── RECORDS FOR THE EXERCISE

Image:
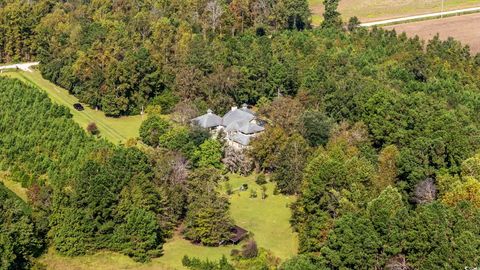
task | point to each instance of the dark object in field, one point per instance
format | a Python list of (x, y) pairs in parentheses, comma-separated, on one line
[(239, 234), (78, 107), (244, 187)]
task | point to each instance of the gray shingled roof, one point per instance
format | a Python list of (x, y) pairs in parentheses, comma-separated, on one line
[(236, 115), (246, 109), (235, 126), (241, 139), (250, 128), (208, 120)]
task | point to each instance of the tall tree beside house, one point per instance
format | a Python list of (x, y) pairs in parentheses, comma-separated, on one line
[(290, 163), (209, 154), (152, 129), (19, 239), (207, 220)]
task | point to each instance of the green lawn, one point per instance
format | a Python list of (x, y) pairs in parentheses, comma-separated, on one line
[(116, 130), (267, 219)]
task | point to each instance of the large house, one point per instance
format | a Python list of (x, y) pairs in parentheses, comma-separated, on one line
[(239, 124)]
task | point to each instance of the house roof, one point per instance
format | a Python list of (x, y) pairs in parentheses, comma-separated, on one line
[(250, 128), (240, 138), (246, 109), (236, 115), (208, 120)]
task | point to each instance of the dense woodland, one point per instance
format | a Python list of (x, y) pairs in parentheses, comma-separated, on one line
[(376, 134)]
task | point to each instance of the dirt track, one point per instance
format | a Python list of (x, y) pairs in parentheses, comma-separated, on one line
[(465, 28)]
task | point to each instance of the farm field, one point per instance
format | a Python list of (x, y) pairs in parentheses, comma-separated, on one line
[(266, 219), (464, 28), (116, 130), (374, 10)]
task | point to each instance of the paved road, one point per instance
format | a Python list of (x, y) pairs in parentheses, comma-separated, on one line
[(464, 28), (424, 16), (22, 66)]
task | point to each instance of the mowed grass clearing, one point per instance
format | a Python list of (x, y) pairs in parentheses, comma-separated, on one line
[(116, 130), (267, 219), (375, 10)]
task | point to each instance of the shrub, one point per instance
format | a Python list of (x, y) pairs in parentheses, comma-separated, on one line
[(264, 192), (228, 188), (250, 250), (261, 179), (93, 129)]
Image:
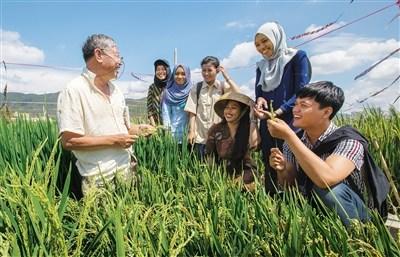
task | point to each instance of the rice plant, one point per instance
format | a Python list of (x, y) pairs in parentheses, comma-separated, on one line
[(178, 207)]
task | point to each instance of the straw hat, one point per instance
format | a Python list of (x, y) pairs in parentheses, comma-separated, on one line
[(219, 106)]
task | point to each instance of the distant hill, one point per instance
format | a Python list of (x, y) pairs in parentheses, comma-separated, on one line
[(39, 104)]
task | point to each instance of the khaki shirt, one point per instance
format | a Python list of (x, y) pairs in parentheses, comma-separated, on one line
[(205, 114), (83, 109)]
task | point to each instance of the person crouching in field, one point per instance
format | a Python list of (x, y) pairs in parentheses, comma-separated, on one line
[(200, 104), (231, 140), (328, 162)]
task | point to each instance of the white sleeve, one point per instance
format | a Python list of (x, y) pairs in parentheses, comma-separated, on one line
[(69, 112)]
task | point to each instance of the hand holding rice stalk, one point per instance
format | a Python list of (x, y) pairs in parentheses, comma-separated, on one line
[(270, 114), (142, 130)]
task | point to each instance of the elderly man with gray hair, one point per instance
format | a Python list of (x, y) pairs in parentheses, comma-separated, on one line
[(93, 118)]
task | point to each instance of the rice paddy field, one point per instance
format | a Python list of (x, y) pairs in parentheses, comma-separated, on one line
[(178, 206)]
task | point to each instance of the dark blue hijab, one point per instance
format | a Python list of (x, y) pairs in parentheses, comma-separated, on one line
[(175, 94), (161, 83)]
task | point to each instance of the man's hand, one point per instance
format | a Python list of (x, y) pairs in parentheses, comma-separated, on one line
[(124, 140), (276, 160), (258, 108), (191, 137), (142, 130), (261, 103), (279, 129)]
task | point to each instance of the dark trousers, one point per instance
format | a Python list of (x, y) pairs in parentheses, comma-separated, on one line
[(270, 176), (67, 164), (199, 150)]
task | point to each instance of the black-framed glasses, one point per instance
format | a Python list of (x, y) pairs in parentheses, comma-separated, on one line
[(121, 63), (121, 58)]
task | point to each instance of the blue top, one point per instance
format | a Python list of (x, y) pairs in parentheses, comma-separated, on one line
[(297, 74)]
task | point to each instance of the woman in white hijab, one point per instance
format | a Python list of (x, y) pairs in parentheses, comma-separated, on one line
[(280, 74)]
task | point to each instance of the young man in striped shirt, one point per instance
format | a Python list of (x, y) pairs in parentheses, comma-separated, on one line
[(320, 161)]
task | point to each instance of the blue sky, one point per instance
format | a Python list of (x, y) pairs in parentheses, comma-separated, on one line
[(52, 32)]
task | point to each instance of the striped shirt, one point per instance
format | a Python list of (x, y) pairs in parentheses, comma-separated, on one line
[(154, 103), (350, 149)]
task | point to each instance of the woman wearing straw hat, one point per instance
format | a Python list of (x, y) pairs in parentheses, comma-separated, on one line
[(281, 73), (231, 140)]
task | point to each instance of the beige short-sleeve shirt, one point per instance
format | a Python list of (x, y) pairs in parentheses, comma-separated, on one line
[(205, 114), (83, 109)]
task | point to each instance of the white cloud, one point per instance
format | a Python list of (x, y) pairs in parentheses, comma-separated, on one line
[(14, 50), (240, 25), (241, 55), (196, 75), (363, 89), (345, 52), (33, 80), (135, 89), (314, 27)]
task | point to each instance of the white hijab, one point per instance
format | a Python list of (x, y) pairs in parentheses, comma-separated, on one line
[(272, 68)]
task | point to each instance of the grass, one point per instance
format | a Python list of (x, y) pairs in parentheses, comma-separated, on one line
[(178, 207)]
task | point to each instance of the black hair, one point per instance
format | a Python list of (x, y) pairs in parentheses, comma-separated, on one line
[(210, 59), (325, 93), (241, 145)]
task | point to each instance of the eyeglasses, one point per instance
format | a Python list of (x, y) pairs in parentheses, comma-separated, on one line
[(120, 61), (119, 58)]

────

Repeat only what lies between the start of the data and the end of the line containing "task | point to each instance of the farm", exactly, with pictures left out.

Image:
task | point to each instance of the dark object in field, one point per instance
format | a Python list of (x, y) pairs in parentheses, comma-separated, on one line
[(239, 234), (78, 107), (244, 187)]
task | point to each instance of the gray shingled roof, one point per instance
format | a Python list of (x, y) pairs in parentheses, comma-separated, on one line
[(236, 115), (246, 109), (235, 126), (241, 139), (250, 128), (208, 120)]
task | point to each instance of the tall tree beside house, one point per instance
format | a Python list of (x, y) pairs in parentheses, comma-separated, on one line
[(290, 163), (209, 154), (152, 129), (19, 239), (207, 220)]
task | point to each instance of the green lawn, one point per instance
format | a Python list of (x, y) pairs in parentheses, comma-separated, on one line
[(116, 130), (267, 219)]
task | point to each instance of the large house, one point per instance
format | a Python list of (x, y) pairs in parentheses, comma-separated, on one line
[(239, 124)]
task | point to each instance of the house roof, one point per instance
format | a Python list of (x, y) pairs in parentheses, comma-separated, on one line
[(250, 128), (240, 138), (246, 109), (236, 115), (208, 120)]
task | point to each instance of the dense woodland, one point per instance
format | a Python list of (x, y) pairs in parentheses, comma-separated, on one line
[(376, 134)]
task | point to each instance of the dirt track, one point per instance
format | a Python list of (x, y) pairs in parentheses, comma-separated, on one line
[(465, 28)]
task | point to each instance of the farm field, one point per instance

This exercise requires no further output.